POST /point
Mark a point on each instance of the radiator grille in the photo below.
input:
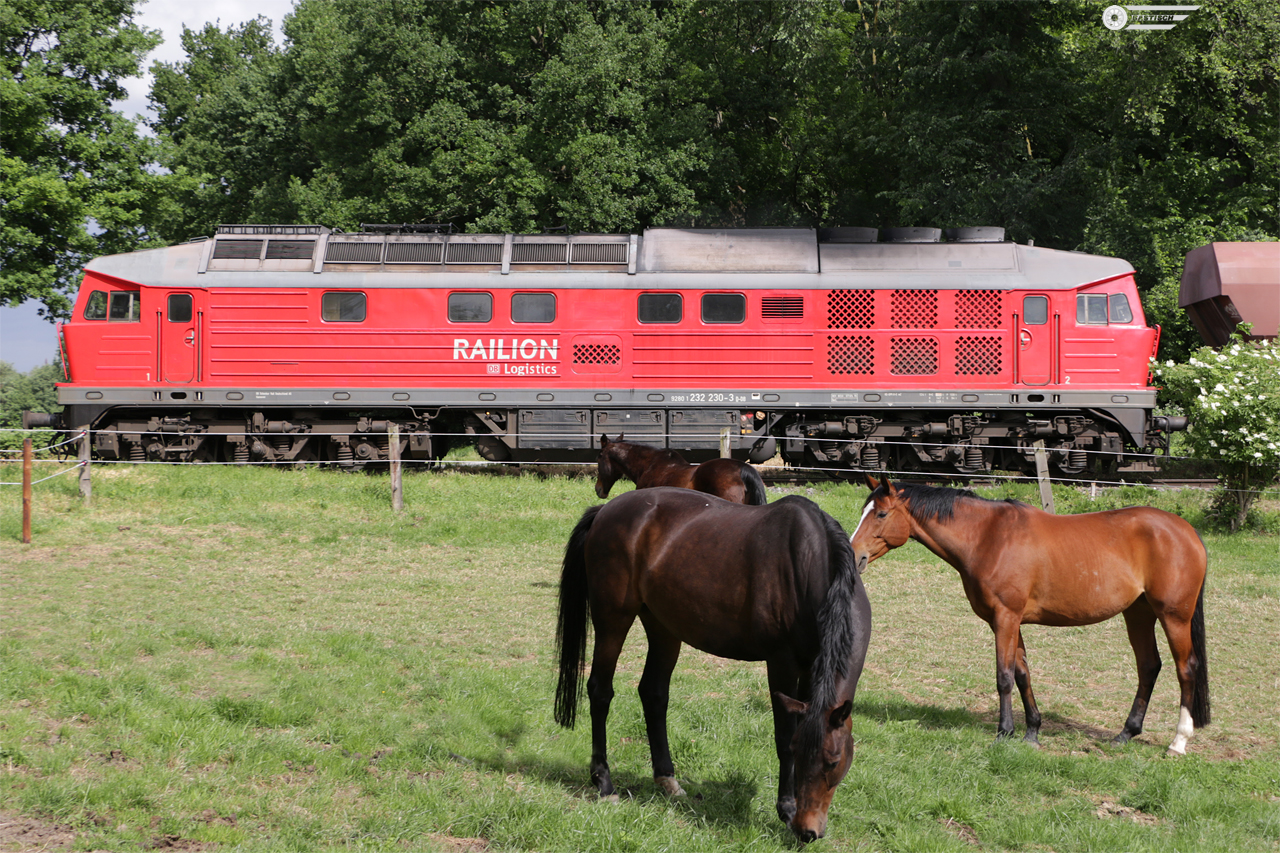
(597, 354)
(289, 249)
(850, 310)
(782, 306)
(850, 355)
(238, 250)
(978, 355)
(474, 254)
(978, 309)
(414, 252)
(352, 252)
(914, 310)
(539, 252)
(599, 252)
(913, 356)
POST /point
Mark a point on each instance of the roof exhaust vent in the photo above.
(912, 235)
(976, 235)
(842, 235)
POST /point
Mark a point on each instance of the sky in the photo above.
(26, 341)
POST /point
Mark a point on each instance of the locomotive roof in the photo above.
(659, 258)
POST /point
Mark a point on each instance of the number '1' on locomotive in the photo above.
(837, 347)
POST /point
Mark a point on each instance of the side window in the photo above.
(1036, 310)
(179, 308)
(470, 308)
(659, 308)
(124, 306)
(1118, 308)
(337, 306)
(723, 308)
(96, 306)
(1091, 309)
(533, 308)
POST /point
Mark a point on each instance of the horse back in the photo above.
(728, 579)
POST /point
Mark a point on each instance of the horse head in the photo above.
(885, 525)
(606, 473)
(823, 748)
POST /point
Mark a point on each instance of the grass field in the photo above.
(268, 660)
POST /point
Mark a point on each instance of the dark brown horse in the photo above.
(772, 583)
(1020, 565)
(648, 466)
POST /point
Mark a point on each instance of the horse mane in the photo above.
(929, 502)
(836, 629)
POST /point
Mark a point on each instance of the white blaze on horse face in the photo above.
(871, 505)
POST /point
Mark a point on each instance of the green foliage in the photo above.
(73, 172)
(1232, 397)
(19, 392)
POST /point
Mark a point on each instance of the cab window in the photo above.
(338, 306)
(120, 306)
(533, 308)
(659, 308)
(723, 308)
(470, 308)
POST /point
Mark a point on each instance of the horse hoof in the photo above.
(670, 787)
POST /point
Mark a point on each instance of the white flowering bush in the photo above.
(1232, 397)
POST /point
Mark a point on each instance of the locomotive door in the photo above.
(179, 331)
(1033, 349)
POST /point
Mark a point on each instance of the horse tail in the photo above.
(1200, 703)
(755, 493)
(571, 621)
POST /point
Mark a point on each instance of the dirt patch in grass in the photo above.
(19, 833)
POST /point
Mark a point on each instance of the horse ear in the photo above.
(792, 706)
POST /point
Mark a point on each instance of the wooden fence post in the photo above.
(393, 451)
(26, 491)
(1042, 475)
(86, 484)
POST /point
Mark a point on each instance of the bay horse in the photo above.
(1022, 565)
(648, 466)
(772, 583)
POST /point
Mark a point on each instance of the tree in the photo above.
(73, 173)
(1232, 397)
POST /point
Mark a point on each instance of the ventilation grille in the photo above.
(352, 252)
(238, 250)
(850, 310)
(539, 252)
(979, 309)
(289, 249)
(850, 355)
(978, 355)
(474, 254)
(782, 306)
(597, 354)
(913, 356)
(599, 252)
(415, 252)
(914, 310)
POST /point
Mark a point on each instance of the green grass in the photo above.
(272, 660)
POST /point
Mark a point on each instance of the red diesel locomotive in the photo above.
(839, 347)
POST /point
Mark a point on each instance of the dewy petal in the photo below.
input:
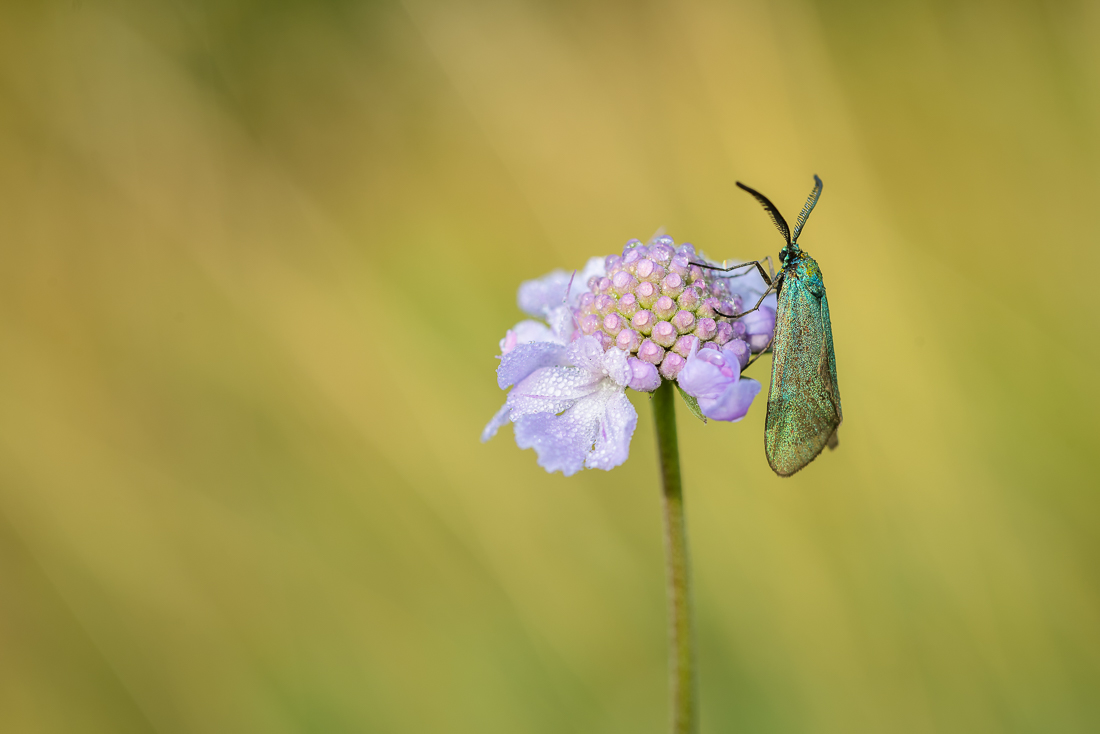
(526, 332)
(551, 390)
(713, 378)
(617, 423)
(526, 359)
(593, 431)
(733, 404)
(586, 353)
(494, 425)
(617, 367)
(561, 324)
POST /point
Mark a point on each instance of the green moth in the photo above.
(804, 398)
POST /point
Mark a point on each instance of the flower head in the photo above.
(629, 320)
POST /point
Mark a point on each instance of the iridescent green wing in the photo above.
(804, 400)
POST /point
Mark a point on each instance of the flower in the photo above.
(629, 320)
(713, 376)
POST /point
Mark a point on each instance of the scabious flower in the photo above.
(629, 320)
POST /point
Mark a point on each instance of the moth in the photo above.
(804, 397)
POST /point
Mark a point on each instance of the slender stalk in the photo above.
(681, 653)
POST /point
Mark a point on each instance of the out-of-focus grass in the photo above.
(255, 261)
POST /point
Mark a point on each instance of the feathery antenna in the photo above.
(811, 203)
(772, 211)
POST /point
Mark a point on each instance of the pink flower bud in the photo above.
(705, 328)
(672, 285)
(683, 344)
(628, 305)
(628, 340)
(663, 333)
(707, 308)
(642, 321)
(671, 365)
(689, 299)
(680, 266)
(724, 332)
(649, 271)
(664, 307)
(684, 321)
(613, 324)
(650, 352)
(647, 294)
(623, 282)
(590, 324)
(633, 251)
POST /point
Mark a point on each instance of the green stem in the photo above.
(681, 654)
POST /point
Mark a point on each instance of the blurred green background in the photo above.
(255, 261)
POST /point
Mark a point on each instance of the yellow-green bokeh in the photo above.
(255, 260)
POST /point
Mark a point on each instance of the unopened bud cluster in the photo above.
(653, 300)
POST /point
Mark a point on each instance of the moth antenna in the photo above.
(811, 203)
(772, 211)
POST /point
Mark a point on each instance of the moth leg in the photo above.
(766, 294)
(760, 353)
(733, 267)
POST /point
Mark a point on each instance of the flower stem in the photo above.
(681, 653)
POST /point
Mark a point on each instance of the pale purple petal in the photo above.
(494, 425)
(526, 359)
(562, 324)
(551, 390)
(539, 296)
(733, 404)
(739, 350)
(644, 376)
(526, 332)
(559, 447)
(617, 422)
(594, 430)
(713, 378)
(586, 353)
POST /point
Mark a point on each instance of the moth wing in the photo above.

# [WHAT YOU HAVE TO DO]
State how many of the lines above contain the word "petal", and give only that number.

# [FINAL ANSWER]
2